작성 과제 =>
"Do you detect any purple"라는 문구가 있는 줄부터 데이터의 마지막 줄까지만 다시 쓰되, "butterfly"라는 표현은 모두 "moth"라는 표현으로 바꾸고 나머지는 그대로 두세요.

■ ■ ■

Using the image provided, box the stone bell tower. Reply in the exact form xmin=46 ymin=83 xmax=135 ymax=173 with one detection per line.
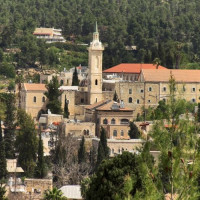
xmin=88 ymin=22 xmax=104 ymax=104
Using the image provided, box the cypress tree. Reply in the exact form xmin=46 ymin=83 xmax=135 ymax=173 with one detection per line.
xmin=64 ymin=98 xmax=70 ymax=118
xmin=0 ymin=120 xmax=7 ymax=180
xmin=113 ymin=90 xmax=118 ymax=101
xmin=197 ymin=103 xmax=200 ymax=122
xmin=4 ymin=94 xmax=16 ymax=159
xmin=35 ymin=133 xmax=45 ymax=178
xmin=128 ymin=122 xmax=140 ymax=139
xmin=72 ymin=67 xmax=79 ymax=86
xmin=96 ymin=127 xmax=109 ymax=167
xmin=78 ymin=136 xmax=85 ymax=164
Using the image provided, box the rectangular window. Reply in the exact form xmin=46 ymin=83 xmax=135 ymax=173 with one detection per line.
xmin=148 ymin=87 xmax=152 ymax=92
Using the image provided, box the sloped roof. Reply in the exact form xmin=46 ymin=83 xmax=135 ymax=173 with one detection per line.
xmin=96 ymin=101 xmax=133 ymax=111
xmin=85 ymin=101 xmax=106 ymax=110
xmin=141 ymin=69 xmax=200 ymax=83
xmin=85 ymin=100 xmax=133 ymax=111
xmin=24 ymin=83 xmax=47 ymax=91
xmin=60 ymin=185 xmax=83 ymax=199
xmin=103 ymin=63 xmax=167 ymax=74
xmin=33 ymin=28 xmax=53 ymax=35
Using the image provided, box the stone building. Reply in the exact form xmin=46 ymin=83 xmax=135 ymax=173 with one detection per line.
xmin=40 ymin=65 xmax=88 ymax=86
xmin=103 ymin=63 xmax=166 ymax=82
xmin=88 ymin=23 xmax=104 ymax=104
xmin=33 ymin=28 xmax=66 ymax=43
xmin=85 ymin=100 xmax=133 ymax=139
xmin=92 ymin=138 xmax=145 ymax=157
xmin=20 ymin=83 xmax=47 ymax=119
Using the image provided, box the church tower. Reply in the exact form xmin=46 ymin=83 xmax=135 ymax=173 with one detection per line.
xmin=88 ymin=22 xmax=104 ymax=104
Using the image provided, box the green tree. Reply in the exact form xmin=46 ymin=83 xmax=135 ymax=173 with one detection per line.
xmin=97 ymin=127 xmax=109 ymax=167
xmin=197 ymin=103 xmax=200 ymax=122
xmin=151 ymin=76 xmax=200 ymax=199
xmin=82 ymin=152 xmax=163 ymax=200
xmin=15 ymin=74 xmax=24 ymax=108
xmin=35 ymin=133 xmax=46 ymax=178
xmin=128 ymin=122 xmax=140 ymax=139
xmin=0 ymin=120 xmax=7 ymax=180
xmin=113 ymin=90 xmax=119 ymax=102
xmin=0 ymin=183 xmax=8 ymax=200
xmin=78 ymin=136 xmax=86 ymax=164
xmin=4 ymin=93 xmax=16 ymax=159
xmin=16 ymin=110 xmax=38 ymax=177
xmin=44 ymin=188 xmax=67 ymax=200
xmin=45 ymin=76 xmax=62 ymax=114
xmin=64 ymin=98 xmax=70 ymax=118
xmin=72 ymin=67 xmax=79 ymax=86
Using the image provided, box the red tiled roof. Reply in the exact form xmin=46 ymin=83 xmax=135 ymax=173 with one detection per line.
xmin=103 ymin=63 xmax=167 ymax=74
xmin=96 ymin=101 xmax=133 ymax=111
xmin=141 ymin=69 xmax=200 ymax=83
xmin=24 ymin=83 xmax=47 ymax=91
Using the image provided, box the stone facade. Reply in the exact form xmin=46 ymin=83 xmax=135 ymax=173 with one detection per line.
xmin=20 ymin=83 xmax=47 ymax=119
xmin=24 ymin=179 xmax=53 ymax=198
xmin=92 ymin=138 xmax=145 ymax=157
xmin=88 ymin=24 xmax=104 ymax=104
xmin=85 ymin=100 xmax=133 ymax=139
xmin=61 ymin=120 xmax=95 ymax=137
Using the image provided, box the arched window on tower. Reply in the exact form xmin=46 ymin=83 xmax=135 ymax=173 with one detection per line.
xmin=103 ymin=118 xmax=108 ymax=124
xmin=128 ymin=97 xmax=133 ymax=103
xmin=111 ymin=118 xmax=115 ymax=124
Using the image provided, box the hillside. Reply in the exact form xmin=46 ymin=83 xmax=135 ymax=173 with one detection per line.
xmin=0 ymin=0 xmax=200 ymax=71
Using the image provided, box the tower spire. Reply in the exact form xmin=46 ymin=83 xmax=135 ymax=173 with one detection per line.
xmin=95 ymin=21 xmax=99 ymax=33
xmin=93 ymin=21 xmax=99 ymax=41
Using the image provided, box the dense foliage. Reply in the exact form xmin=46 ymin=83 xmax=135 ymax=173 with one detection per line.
xmin=0 ymin=0 xmax=200 ymax=68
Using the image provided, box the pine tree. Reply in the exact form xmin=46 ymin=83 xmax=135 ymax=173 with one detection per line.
xmin=35 ymin=133 xmax=45 ymax=178
xmin=4 ymin=94 xmax=16 ymax=159
xmin=78 ymin=136 xmax=85 ymax=164
xmin=128 ymin=122 xmax=140 ymax=139
xmin=64 ymin=98 xmax=70 ymax=118
xmin=72 ymin=67 xmax=79 ymax=86
xmin=97 ymin=127 xmax=109 ymax=167
xmin=0 ymin=120 xmax=7 ymax=180
xmin=113 ymin=90 xmax=118 ymax=102
xmin=45 ymin=76 xmax=62 ymax=114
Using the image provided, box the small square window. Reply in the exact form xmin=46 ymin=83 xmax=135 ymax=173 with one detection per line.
xmin=192 ymin=99 xmax=196 ymax=103
xmin=148 ymin=87 xmax=152 ymax=92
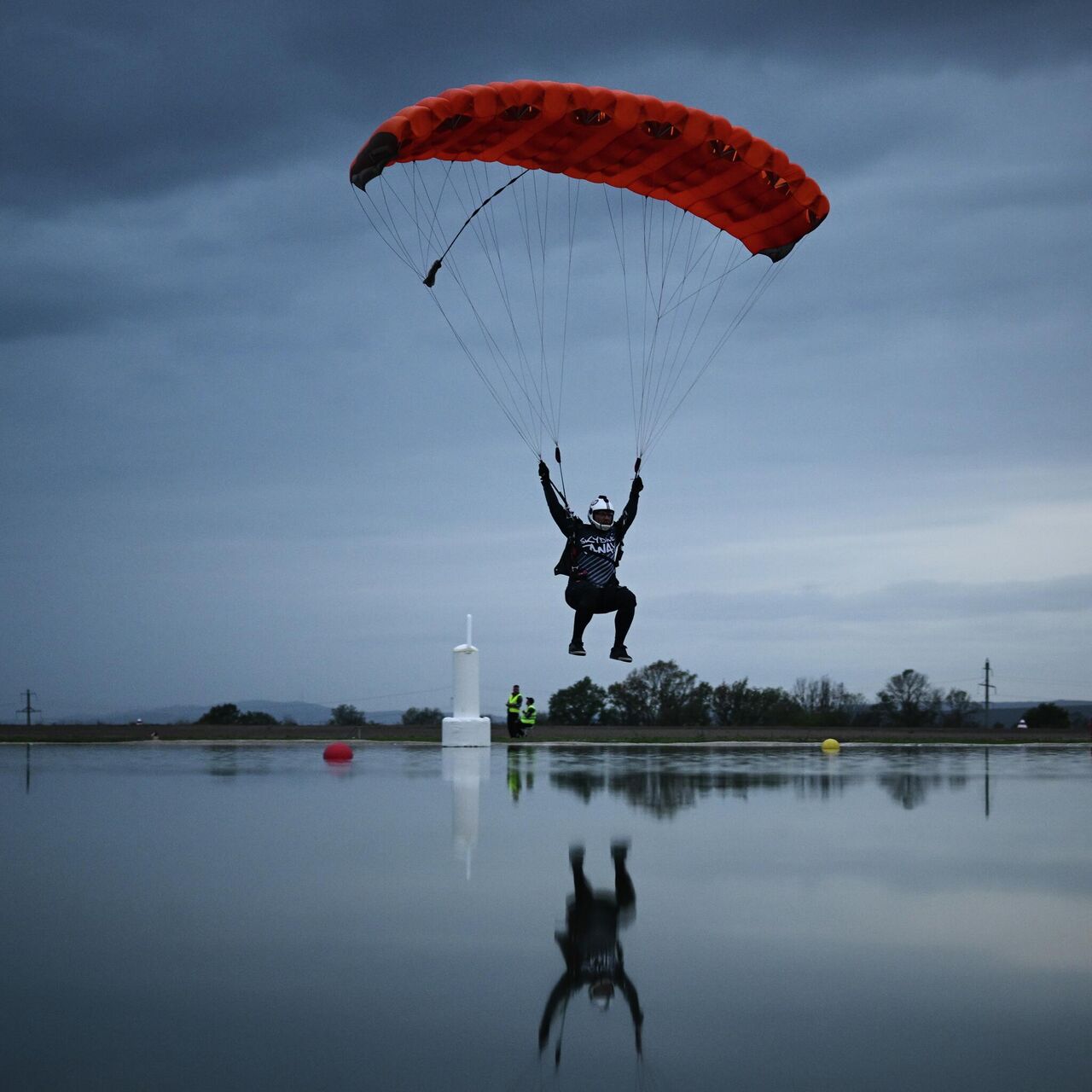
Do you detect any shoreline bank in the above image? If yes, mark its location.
[0,724,1092,745]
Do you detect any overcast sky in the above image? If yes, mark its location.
[0,0,1092,720]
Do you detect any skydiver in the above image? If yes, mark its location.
[538,459,644,664]
[538,842,644,1065]
[507,685,523,738]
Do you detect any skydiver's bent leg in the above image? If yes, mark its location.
[604,585,636,645]
[565,581,603,655]
[611,842,636,926]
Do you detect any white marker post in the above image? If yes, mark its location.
[441,615,489,747]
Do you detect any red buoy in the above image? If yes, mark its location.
[322,744,352,762]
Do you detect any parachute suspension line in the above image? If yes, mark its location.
[644,217,723,444]
[518,165,558,444]
[603,186,640,456]
[639,196,693,450]
[394,163,546,445]
[410,163,456,279]
[550,444,572,512]
[350,183,426,273]
[554,181,580,447]
[648,256,792,449]
[430,293,538,456]
[486,162,557,449]
[445,164,555,447]
[422,167,531,288]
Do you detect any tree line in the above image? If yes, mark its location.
[547,659,1083,729]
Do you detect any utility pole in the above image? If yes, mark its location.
[19,690,42,727]
[979,659,997,730]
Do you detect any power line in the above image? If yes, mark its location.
[979,659,997,729]
[15,690,42,727]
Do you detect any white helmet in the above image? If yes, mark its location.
[588,492,613,531]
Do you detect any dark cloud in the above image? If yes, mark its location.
[659,576,1092,624]
[0,0,1089,207]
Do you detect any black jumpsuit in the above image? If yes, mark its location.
[543,477,641,645]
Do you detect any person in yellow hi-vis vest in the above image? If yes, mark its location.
[508,686,523,740]
[520,698,538,736]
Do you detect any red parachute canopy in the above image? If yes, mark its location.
[350,79,830,261]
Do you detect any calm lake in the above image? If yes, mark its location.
[0,742,1092,1092]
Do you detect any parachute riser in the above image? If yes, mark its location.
[421,167,531,288]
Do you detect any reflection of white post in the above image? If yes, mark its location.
[441,615,489,747]
[444,747,489,879]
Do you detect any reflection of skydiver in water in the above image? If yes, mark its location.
[538,842,644,1065]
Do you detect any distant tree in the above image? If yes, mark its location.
[402,706,444,729]
[327,706,368,729]
[793,675,865,727]
[876,667,940,729]
[606,659,713,727]
[235,710,280,726]
[944,689,982,729]
[1025,701,1069,732]
[547,675,607,725]
[198,701,242,724]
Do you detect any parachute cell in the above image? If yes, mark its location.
[350,79,830,260]
[350,79,829,459]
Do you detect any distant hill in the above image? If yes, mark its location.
[979,701,1092,729]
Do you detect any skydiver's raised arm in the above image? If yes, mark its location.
[538,971,574,1054]
[538,459,578,537]
[618,970,644,1054]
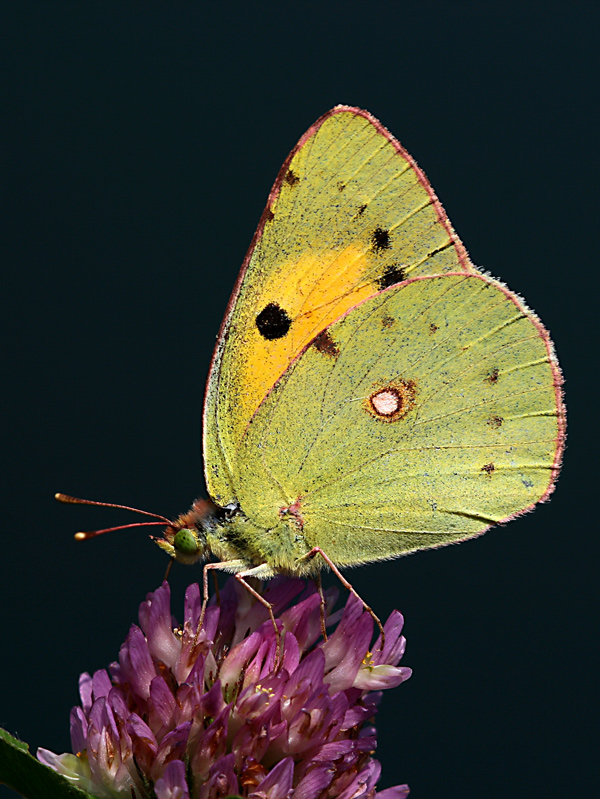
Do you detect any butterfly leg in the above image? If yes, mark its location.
[315,572,327,641]
[235,564,283,671]
[302,547,385,650]
[193,560,246,648]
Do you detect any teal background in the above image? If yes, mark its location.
[0,0,598,799]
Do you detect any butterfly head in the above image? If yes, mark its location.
[152,499,218,565]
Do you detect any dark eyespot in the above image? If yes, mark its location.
[371,227,392,252]
[256,302,292,341]
[377,264,406,289]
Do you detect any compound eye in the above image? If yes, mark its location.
[173,527,200,555]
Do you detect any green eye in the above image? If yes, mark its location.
[173,528,200,555]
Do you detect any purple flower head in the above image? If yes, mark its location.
[38,578,411,799]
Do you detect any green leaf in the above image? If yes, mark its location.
[0,729,92,799]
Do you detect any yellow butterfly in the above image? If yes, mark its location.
[59,106,565,628]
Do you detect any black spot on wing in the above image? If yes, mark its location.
[255,302,292,341]
[484,366,500,386]
[376,264,406,289]
[371,227,392,252]
[313,330,340,358]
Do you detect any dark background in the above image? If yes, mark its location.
[0,0,599,799]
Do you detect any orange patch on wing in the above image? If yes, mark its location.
[238,246,377,418]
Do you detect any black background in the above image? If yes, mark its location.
[0,0,598,799]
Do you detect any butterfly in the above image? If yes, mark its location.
[59,105,565,632]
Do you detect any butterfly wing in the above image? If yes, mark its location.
[204,106,476,504]
[229,274,565,568]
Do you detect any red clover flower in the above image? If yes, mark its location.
[38,578,411,799]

■ ■ ■

최종 결과 =>
Do you detect any purple flower head in the above image? If yes, mark its location.
[38,578,411,799]
Do you detect any green leaf in the above image? If yes, mark its location.
[0,729,92,799]
Do you detect any yellow moth in the above image? If yes, mark its location.
[59,106,565,628]
Do you detect any black spot on wing in the above image? If yes, mark its location.
[255,302,292,341]
[484,366,500,386]
[376,264,406,289]
[371,227,392,252]
[313,330,340,358]
Do you detect any dark background in the above image? If yes, mark its location.
[0,0,599,799]
Do you detect any orange patch on wing in the above image? If yes, mark its location.
[238,246,377,418]
Do you detect any black background in the above image? If yes, mark its location.
[0,0,598,799]
Do you detect any moth in the above image? If yes, mark its location.
[59,105,565,632]
Do you detect any moth wing in the above image? If yes, mark its location.
[204,106,476,504]
[229,274,565,568]
Do you detect any red clover flower in the above image? If yes, mark its location.
[38,578,411,799]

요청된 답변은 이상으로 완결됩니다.